--- BEGIN Source records ---

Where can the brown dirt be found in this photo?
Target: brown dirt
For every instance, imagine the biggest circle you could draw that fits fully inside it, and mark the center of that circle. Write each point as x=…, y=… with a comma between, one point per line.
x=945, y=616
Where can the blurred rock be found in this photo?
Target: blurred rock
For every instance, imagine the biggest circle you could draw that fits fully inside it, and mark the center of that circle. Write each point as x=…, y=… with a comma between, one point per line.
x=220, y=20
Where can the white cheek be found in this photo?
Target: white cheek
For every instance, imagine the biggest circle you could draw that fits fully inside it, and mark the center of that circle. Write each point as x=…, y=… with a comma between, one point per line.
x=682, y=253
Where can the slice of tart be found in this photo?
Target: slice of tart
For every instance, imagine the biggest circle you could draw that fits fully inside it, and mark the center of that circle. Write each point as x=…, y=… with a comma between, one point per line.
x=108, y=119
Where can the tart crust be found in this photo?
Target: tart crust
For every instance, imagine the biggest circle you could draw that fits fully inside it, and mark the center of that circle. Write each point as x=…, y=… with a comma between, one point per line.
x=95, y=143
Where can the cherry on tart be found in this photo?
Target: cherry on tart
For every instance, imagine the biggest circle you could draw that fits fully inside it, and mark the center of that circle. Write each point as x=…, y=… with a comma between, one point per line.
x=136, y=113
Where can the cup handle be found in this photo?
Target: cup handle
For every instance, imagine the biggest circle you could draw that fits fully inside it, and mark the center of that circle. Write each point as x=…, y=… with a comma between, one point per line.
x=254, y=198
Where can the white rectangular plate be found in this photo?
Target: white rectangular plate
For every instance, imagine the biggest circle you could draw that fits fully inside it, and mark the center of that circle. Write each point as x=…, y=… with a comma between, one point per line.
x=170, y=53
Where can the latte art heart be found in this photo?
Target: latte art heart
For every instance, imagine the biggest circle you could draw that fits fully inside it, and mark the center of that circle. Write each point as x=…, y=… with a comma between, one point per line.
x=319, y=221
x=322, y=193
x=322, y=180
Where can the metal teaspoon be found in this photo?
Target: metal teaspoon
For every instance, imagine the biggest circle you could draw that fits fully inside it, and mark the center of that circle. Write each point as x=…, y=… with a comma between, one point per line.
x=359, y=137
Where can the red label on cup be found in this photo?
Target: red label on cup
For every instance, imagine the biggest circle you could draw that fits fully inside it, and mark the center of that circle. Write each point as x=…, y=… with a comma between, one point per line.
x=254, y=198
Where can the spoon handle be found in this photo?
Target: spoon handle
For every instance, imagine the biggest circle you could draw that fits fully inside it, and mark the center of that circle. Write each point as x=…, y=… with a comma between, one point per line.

--- END Source records ---

▶ **Direction**
Return verbatim the lines in the stretch from the line containing "Where can the blurred" through the line containing "Target: blurred rock", including both of those lines and nothing else.

▶ **Answer to this exercise**
Where can the blurred rock be found in this photo?
Target: blurred rock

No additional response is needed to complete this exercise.